[START DATA EXTRACT]
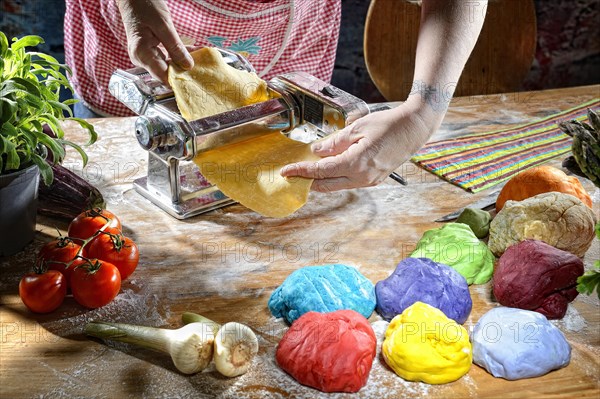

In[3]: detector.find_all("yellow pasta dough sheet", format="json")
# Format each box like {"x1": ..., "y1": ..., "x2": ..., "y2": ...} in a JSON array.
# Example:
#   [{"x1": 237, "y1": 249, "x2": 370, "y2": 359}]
[
  {"x1": 168, "y1": 47, "x2": 269, "y2": 121},
  {"x1": 194, "y1": 133, "x2": 320, "y2": 218},
  {"x1": 169, "y1": 48, "x2": 320, "y2": 217}
]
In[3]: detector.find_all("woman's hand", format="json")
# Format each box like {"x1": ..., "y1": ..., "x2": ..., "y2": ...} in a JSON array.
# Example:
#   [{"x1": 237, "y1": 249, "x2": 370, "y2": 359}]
[
  {"x1": 117, "y1": 0, "x2": 194, "y2": 83},
  {"x1": 281, "y1": 102, "x2": 443, "y2": 192}
]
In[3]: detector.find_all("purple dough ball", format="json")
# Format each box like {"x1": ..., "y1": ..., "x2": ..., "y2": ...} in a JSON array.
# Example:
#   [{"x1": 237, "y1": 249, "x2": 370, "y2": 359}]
[{"x1": 375, "y1": 258, "x2": 473, "y2": 324}]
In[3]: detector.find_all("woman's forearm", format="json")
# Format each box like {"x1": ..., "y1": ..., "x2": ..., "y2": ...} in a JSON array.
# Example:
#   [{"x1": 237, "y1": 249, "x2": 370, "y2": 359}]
[{"x1": 408, "y1": 0, "x2": 487, "y2": 118}]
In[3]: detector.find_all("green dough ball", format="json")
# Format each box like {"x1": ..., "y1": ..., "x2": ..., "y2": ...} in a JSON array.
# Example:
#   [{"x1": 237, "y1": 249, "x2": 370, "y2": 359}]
[
  {"x1": 410, "y1": 223, "x2": 496, "y2": 284},
  {"x1": 456, "y1": 208, "x2": 492, "y2": 238}
]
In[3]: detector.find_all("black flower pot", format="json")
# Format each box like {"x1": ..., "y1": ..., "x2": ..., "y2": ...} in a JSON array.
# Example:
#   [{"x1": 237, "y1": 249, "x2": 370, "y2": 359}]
[{"x1": 0, "y1": 165, "x2": 40, "y2": 257}]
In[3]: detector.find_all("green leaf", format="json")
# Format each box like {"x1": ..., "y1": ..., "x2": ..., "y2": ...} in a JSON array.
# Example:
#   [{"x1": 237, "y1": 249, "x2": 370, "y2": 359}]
[
  {"x1": 577, "y1": 270, "x2": 600, "y2": 298},
  {"x1": 12, "y1": 76, "x2": 40, "y2": 97},
  {"x1": 48, "y1": 100, "x2": 73, "y2": 116},
  {"x1": 29, "y1": 51, "x2": 60, "y2": 66},
  {"x1": 31, "y1": 153, "x2": 54, "y2": 186},
  {"x1": 0, "y1": 31, "x2": 8, "y2": 57},
  {"x1": 30, "y1": 126, "x2": 65, "y2": 162},
  {"x1": 0, "y1": 135, "x2": 21, "y2": 170},
  {"x1": 1, "y1": 123, "x2": 19, "y2": 137},
  {"x1": 10, "y1": 35, "x2": 44, "y2": 51},
  {"x1": 69, "y1": 118, "x2": 98, "y2": 145}
]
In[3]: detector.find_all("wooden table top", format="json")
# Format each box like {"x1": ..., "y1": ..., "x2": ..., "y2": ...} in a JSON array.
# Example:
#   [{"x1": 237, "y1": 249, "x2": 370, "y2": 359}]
[{"x1": 0, "y1": 86, "x2": 600, "y2": 398}]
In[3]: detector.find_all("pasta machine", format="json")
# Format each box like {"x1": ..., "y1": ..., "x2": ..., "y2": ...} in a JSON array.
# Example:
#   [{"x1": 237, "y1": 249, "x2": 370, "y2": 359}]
[{"x1": 109, "y1": 49, "x2": 369, "y2": 219}]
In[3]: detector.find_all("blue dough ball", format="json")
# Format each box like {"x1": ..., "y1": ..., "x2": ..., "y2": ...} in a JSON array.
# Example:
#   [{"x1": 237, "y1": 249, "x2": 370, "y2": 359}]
[
  {"x1": 472, "y1": 307, "x2": 571, "y2": 380},
  {"x1": 375, "y1": 258, "x2": 473, "y2": 324},
  {"x1": 269, "y1": 265, "x2": 375, "y2": 323}
]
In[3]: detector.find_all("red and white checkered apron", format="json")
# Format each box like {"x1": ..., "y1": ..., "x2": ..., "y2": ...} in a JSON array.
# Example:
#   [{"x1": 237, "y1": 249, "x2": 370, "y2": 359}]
[{"x1": 65, "y1": 0, "x2": 341, "y2": 116}]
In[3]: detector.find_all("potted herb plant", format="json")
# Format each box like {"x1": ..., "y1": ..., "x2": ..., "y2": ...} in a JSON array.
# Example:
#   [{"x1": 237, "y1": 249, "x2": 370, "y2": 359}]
[{"x1": 0, "y1": 32, "x2": 97, "y2": 256}]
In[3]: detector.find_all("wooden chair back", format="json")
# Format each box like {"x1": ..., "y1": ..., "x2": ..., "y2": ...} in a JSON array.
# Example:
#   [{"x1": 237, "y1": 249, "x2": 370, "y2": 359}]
[{"x1": 364, "y1": 0, "x2": 536, "y2": 101}]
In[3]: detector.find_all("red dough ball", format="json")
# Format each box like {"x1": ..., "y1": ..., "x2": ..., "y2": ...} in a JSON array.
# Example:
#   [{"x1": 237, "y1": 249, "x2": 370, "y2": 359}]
[
  {"x1": 275, "y1": 310, "x2": 377, "y2": 392},
  {"x1": 494, "y1": 240, "x2": 583, "y2": 319}
]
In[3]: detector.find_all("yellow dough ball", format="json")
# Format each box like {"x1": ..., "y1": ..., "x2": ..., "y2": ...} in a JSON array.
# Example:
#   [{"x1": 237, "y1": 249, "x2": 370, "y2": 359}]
[{"x1": 382, "y1": 302, "x2": 473, "y2": 384}]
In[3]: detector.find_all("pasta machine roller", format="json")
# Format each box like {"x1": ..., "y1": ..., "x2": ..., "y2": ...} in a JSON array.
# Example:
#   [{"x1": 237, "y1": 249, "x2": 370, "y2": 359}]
[{"x1": 109, "y1": 49, "x2": 369, "y2": 219}]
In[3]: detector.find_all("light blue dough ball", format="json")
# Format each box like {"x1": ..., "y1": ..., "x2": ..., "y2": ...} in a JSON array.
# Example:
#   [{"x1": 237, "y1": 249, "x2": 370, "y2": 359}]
[
  {"x1": 269, "y1": 265, "x2": 375, "y2": 323},
  {"x1": 472, "y1": 307, "x2": 571, "y2": 380}
]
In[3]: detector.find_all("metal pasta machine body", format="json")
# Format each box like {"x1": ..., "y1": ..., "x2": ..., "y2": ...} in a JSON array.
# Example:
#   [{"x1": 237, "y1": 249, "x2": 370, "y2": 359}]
[{"x1": 109, "y1": 49, "x2": 369, "y2": 219}]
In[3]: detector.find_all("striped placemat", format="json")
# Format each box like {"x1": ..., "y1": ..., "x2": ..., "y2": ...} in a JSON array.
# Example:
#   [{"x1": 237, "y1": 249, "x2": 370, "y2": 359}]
[{"x1": 412, "y1": 98, "x2": 600, "y2": 192}]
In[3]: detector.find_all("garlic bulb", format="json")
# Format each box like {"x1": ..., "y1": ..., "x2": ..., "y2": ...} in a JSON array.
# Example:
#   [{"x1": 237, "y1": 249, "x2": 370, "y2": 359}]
[{"x1": 182, "y1": 312, "x2": 258, "y2": 377}]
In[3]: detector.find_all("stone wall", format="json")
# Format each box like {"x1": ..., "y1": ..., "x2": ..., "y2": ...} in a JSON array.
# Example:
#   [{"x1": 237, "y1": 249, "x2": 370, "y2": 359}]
[
  {"x1": 0, "y1": 0, "x2": 600, "y2": 101},
  {"x1": 332, "y1": 0, "x2": 600, "y2": 101}
]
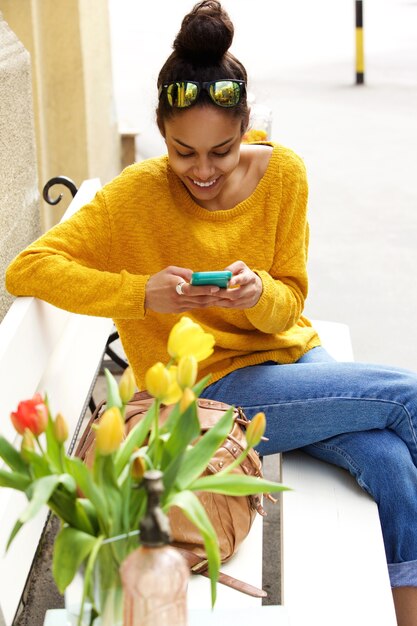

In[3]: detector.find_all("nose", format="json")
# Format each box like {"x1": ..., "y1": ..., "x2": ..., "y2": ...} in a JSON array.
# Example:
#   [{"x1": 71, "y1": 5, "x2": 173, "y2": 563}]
[{"x1": 194, "y1": 157, "x2": 215, "y2": 182}]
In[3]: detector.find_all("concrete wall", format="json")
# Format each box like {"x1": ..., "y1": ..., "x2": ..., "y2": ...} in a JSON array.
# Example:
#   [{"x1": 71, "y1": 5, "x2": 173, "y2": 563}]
[
  {"x1": 0, "y1": 13, "x2": 40, "y2": 319},
  {"x1": 0, "y1": 0, "x2": 120, "y2": 230}
]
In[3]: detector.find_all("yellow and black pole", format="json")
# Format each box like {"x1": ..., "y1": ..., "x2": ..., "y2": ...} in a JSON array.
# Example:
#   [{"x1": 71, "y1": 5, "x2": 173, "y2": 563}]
[{"x1": 355, "y1": 0, "x2": 365, "y2": 85}]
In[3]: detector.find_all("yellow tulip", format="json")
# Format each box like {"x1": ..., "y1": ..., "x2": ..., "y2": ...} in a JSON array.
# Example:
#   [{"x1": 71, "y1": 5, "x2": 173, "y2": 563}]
[
  {"x1": 180, "y1": 387, "x2": 195, "y2": 413},
  {"x1": 161, "y1": 365, "x2": 182, "y2": 404},
  {"x1": 177, "y1": 354, "x2": 198, "y2": 389},
  {"x1": 246, "y1": 412, "x2": 266, "y2": 448},
  {"x1": 96, "y1": 406, "x2": 124, "y2": 455},
  {"x1": 119, "y1": 367, "x2": 136, "y2": 404},
  {"x1": 145, "y1": 361, "x2": 171, "y2": 399},
  {"x1": 54, "y1": 413, "x2": 68, "y2": 443},
  {"x1": 168, "y1": 316, "x2": 214, "y2": 362},
  {"x1": 132, "y1": 456, "x2": 147, "y2": 482}
]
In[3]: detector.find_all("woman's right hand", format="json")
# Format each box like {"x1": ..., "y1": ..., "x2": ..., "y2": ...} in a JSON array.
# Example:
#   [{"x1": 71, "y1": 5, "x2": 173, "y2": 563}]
[{"x1": 145, "y1": 265, "x2": 219, "y2": 313}]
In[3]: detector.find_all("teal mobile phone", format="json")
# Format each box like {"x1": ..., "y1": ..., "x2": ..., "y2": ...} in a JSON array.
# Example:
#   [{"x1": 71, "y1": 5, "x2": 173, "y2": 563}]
[{"x1": 191, "y1": 270, "x2": 232, "y2": 289}]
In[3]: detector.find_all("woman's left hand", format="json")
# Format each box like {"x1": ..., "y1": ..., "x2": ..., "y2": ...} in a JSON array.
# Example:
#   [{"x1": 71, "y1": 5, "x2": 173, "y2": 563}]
[{"x1": 216, "y1": 261, "x2": 263, "y2": 309}]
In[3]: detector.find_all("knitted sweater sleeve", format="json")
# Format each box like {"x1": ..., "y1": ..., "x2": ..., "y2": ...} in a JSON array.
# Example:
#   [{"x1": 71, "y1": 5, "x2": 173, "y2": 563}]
[
  {"x1": 246, "y1": 153, "x2": 309, "y2": 333},
  {"x1": 6, "y1": 192, "x2": 149, "y2": 319}
]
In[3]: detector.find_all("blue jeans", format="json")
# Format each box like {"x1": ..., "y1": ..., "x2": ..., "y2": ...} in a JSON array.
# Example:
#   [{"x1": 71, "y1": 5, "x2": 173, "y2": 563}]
[{"x1": 202, "y1": 348, "x2": 417, "y2": 587}]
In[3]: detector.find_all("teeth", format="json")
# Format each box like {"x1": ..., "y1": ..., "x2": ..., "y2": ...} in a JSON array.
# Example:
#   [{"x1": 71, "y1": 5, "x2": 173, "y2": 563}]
[{"x1": 193, "y1": 178, "x2": 217, "y2": 187}]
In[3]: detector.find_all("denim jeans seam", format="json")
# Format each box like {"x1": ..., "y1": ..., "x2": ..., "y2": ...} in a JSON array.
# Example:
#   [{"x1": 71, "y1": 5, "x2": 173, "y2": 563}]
[{"x1": 310, "y1": 441, "x2": 371, "y2": 494}]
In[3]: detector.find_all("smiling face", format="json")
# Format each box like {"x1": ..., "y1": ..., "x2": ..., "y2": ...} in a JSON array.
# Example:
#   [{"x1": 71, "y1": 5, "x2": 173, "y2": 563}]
[{"x1": 164, "y1": 106, "x2": 242, "y2": 210}]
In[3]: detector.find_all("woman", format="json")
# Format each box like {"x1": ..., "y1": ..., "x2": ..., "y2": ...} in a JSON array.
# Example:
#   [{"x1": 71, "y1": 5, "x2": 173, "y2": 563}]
[{"x1": 6, "y1": 0, "x2": 417, "y2": 626}]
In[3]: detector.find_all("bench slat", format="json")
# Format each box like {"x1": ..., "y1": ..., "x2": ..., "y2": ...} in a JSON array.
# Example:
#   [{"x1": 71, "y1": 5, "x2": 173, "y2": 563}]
[
  {"x1": 0, "y1": 179, "x2": 113, "y2": 626},
  {"x1": 282, "y1": 321, "x2": 397, "y2": 626}
]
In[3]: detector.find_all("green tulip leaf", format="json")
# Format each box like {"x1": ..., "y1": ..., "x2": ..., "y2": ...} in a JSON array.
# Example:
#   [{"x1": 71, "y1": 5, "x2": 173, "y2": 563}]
[
  {"x1": 52, "y1": 527, "x2": 99, "y2": 593},
  {"x1": 66, "y1": 457, "x2": 108, "y2": 520},
  {"x1": 104, "y1": 368, "x2": 123, "y2": 410},
  {"x1": 59, "y1": 474, "x2": 77, "y2": 493},
  {"x1": 189, "y1": 473, "x2": 291, "y2": 496},
  {"x1": 19, "y1": 474, "x2": 61, "y2": 524},
  {"x1": 165, "y1": 491, "x2": 220, "y2": 607},
  {"x1": 21, "y1": 450, "x2": 51, "y2": 478},
  {"x1": 0, "y1": 470, "x2": 31, "y2": 491},
  {"x1": 6, "y1": 520, "x2": 23, "y2": 552},
  {"x1": 48, "y1": 489, "x2": 97, "y2": 534},
  {"x1": 94, "y1": 454, "x2": 123, "y2": 536},
  {"x1": 45, "y1": 413, "x2": 62, "y2": 472},
  {"x1": 114, "y1": 402, "x2": 156, "y2": 476},
  {"x1": 177, "y1": 408, "x2": 233, "y2": 489},
  {"x1": 0, "y1": 435, "x2": 29, "y2": 474}
]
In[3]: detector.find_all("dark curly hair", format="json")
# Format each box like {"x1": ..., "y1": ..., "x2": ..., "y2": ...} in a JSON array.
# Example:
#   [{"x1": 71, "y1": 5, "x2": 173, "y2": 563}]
[{"x1": 156, "y1": 0, "x2": 249, "y2": 135}]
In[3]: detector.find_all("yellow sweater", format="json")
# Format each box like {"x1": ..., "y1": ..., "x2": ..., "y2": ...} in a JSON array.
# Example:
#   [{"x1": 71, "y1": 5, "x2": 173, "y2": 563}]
[{"x1": 6, "y1": 144, "x2": 320, "y2": 388}]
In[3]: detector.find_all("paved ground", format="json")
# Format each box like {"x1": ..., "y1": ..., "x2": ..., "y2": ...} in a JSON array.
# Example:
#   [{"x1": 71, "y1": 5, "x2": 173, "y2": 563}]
[{"x1": 13, "y1": 0, "x2": 417, "y2": 626}]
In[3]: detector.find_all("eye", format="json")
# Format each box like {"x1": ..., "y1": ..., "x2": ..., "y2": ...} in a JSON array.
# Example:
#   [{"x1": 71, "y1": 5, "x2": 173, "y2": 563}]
[
  {"x1": 213, "y1": 148, "x2": 230, "y2": 158},
  {"x1": 175, "y1": 150, "x2": 194, "y2": 159}
]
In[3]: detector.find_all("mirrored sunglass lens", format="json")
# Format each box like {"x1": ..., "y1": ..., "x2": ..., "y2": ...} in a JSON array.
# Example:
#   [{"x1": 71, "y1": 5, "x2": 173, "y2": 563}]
[
  {"x1": 210, "y1": 80, "x2": 240, "y2": 107},
  {"x1": 167, "y1": 82, "x2": 198, "y2": 109}
]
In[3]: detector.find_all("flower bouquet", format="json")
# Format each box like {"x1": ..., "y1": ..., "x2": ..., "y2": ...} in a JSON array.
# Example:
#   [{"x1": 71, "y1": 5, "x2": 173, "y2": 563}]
[{"x1": 0, "y1": 317, "x2": 285, "y2": 626}]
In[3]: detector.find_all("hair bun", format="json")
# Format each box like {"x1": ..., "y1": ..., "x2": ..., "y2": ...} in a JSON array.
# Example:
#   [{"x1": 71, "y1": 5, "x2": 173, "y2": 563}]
[{"x1": 174, "y1": 0, "x2": 234, "y2": 65}]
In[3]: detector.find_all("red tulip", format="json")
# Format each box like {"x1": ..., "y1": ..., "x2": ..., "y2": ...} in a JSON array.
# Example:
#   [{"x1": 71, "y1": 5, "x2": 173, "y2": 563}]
[{"x1": 10, "y1": 393, "x2": 48, "y2": 437}]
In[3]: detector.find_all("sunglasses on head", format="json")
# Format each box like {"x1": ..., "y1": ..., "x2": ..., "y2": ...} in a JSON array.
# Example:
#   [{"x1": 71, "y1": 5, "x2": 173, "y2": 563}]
[{"x1": 159, "y1": 79, "x2": 246, "y2": 109}]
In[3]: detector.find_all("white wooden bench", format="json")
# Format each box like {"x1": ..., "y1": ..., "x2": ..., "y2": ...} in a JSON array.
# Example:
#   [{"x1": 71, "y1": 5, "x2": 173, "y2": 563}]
[
  {"x1": 188, "y1": 321, "x2": 396, "y2": 626},
  {"x1": 0, "y1": 180, "x2": 113, "y2": 626},
  {"x1": 0, "y1": 180, "x2": 396, "y2": 626}
]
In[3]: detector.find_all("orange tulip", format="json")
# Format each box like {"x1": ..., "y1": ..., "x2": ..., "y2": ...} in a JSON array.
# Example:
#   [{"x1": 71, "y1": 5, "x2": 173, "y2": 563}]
[{"x1": 10, "y1": 393, "x2": 48, "y2": 437}]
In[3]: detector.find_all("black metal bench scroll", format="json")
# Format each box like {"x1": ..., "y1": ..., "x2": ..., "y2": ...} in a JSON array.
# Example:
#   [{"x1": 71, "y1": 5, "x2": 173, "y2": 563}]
[{"x1": 42, "y1": 176, "x2": 129, "y2": 413}]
[END DATA EXTRACT]
| JOB |
Count the lines of the rows above that contain the string "wall", and give only that number.

| SOLUTION TO THIS TASK |
2